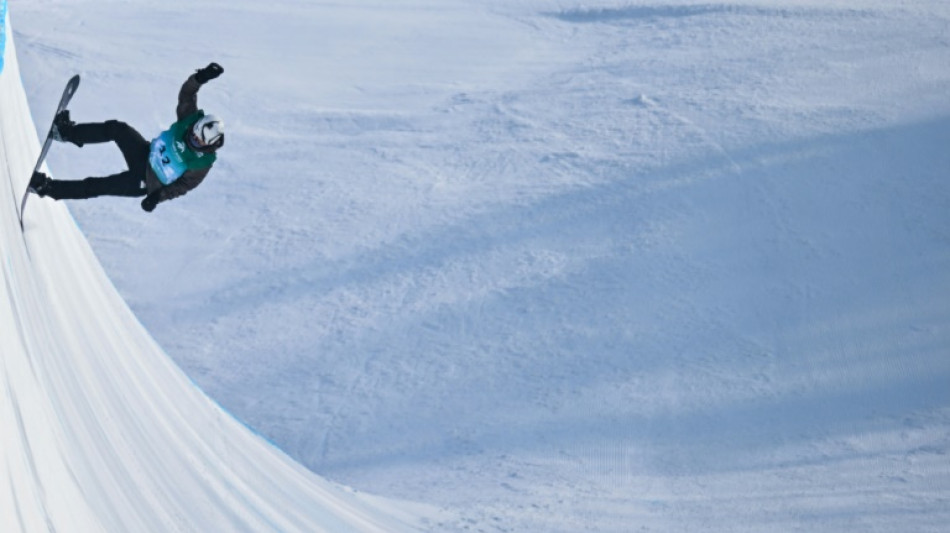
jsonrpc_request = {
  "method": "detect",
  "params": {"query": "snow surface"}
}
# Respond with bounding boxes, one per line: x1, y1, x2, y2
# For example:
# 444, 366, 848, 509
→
9, 0, 950, 532
0, 5, 432, 533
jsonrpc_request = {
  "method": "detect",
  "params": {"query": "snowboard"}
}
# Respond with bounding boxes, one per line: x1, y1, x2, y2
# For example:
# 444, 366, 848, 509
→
20, 74, 79, 231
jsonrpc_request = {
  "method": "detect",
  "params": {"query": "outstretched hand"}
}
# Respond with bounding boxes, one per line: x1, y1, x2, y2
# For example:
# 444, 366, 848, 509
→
142, 194, 158, 213
195, 63, 224, 84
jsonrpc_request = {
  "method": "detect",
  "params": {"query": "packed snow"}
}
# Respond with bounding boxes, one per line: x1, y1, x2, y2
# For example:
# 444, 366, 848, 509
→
0, 0, 950, 532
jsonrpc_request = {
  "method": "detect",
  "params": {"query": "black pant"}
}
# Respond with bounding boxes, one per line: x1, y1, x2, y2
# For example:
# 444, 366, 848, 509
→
48, 120, 149, 200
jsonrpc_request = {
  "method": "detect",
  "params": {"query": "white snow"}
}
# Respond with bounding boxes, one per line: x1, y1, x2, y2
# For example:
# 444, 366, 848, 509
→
0, 0, 950, 532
......
Reproduce the listing above from its first line through the line that contains "20, 74, 79, 231", with the requests included and the pictures left out. Multiply every bounding-box coordinate in the answers by 2.35 and round to whole numbers, halves going up, while leaving the numbers in the requests and their sample boxes unchanged.

jsonrpc_request = {
  "method": "detect",
  "params": {"query": "snow surface"}
}
# Respond with bounding boxes, one per line: x1, y1, x2, y2
# For example:
# 444, 366, 848, 509
→
21, 0, 2233, 1250
0, 12, 1015, 1253
jsonrpc_request = {
  "method": "detect",
  "params": {"query": "snowboard"}
}
# Respond with bounding boxes, one per line: x1, y1, x2, y2
# For example:
# 444, 366, 848, 509
→
47, 174, 186, 543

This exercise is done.